▶ [Text for analysis]:
++++++++++++++++++++

Mortality and Cancer Incidence Among Tire Manufacturing Workers Hired in or After 1962
Journal of Occupational & Environmental Medicine. 49(6):680-690, June 2007. [Link]
Beall C, Corn M, Cheng H, Matthews R, Delzell E.
Department of Epidemiology, University of Alabama at Birmingham, Bermingham, AL 35294-0022, USA. firstname.lastname@example.org
Objective: This study evaluated mortality during 1962 through 2003 and cancer incidence during 1995 through 2003 at a tire manufacturing plant.
Methods: The mortality study included 3425 men and women, employed for at least one year. Of these, 3069 were eligible for the cancer incidence study.

++++++++++++++++++++

▶ [Recorded data]:
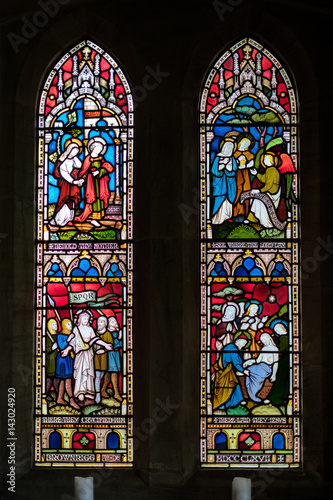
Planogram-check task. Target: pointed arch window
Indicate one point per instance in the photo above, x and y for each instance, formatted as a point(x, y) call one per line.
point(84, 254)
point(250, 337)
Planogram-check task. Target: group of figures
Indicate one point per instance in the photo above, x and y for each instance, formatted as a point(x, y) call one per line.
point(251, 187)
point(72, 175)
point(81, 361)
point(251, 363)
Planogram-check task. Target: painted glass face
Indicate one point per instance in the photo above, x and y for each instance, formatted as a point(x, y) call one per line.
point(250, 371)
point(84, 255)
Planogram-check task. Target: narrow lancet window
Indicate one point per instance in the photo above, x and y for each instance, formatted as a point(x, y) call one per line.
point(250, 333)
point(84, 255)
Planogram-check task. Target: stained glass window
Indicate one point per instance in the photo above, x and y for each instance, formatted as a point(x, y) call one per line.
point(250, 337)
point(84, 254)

++++++++++++++++++++

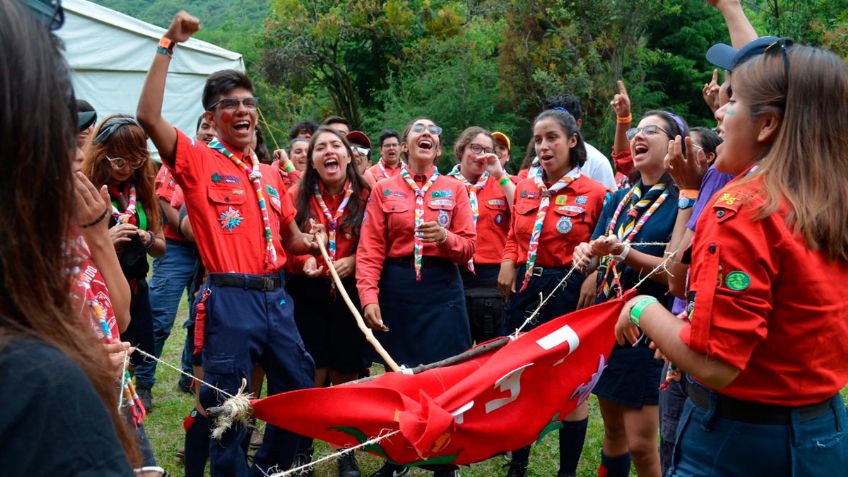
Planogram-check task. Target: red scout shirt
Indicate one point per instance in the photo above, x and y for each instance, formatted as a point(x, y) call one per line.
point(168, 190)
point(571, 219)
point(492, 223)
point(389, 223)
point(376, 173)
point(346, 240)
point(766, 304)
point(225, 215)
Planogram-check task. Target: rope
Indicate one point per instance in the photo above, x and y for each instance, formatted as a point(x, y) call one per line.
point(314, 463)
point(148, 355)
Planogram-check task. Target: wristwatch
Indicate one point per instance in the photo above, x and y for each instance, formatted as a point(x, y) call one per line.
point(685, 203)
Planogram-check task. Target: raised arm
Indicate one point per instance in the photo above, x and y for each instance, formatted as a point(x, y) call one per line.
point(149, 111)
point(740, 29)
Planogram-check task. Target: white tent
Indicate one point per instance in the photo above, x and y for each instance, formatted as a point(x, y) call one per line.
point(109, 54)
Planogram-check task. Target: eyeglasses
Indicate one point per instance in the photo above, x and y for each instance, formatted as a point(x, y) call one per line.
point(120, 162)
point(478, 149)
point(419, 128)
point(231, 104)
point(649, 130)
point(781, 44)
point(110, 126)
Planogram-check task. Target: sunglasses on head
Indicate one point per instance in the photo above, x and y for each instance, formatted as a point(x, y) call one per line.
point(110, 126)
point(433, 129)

++++++++++++++++++++

▶ [Task 1]:
From the tire plant study abstract, copy the passage from "Mortality and Cancer" to "tire manufacturing plant." word for word.
▶ [Task 2]:
Continue the tire plant study abstract from where it stops.

▶ [Answer box 1]:
Mortality and Cancer Incidence Among Tire Manufacturing Workers Hired in or After 1962
Journal of Occupational & Environmental Medicine. 49(6):680-690, June 2007. [Link]
Beall C, Corn M, Cheng H, Matthews R, Delzell E.
Department of Epidemiology, University of Alabama at Birmingham, Bermingham, AL 35294-0022, USA. firstname.lastname@example.org
Objective: This study evaluated mortality during 1962 through 2003 and cancer incidence during 1995 through 2003 at a tire manufacturing plant.

▶ [Answer box 2]:
Results: Employees experienced 390 deaths compared with 608 expected (standardized mortality ratio (SMR) = 64; 95% confidence interval (CI) = 58-71). Total cancer mortality (123 observed, SMR = 75, CI = 62-89) and lung cancer mortality (47 observed, SMR = 72, CI = 53-96) were lower than expected. Hourly white men had small increases in stomach cancer, bladder cancer, and leukemia deaths. During 1995 through 2003, 169 incident cancers were observed compared with 197 expected (SIR = 86, 95% CI = 74-100). Three mesothelioma cases occurred among hourly white men (SIR = 653, CI = 135-1907); all were exposed potentially to asbestos before starting at the rubber plant.
Conclusions: Small numbers and limited information on jobs, occupational agents, and lifestyle preclude attribution of observed increases to workplace exposures.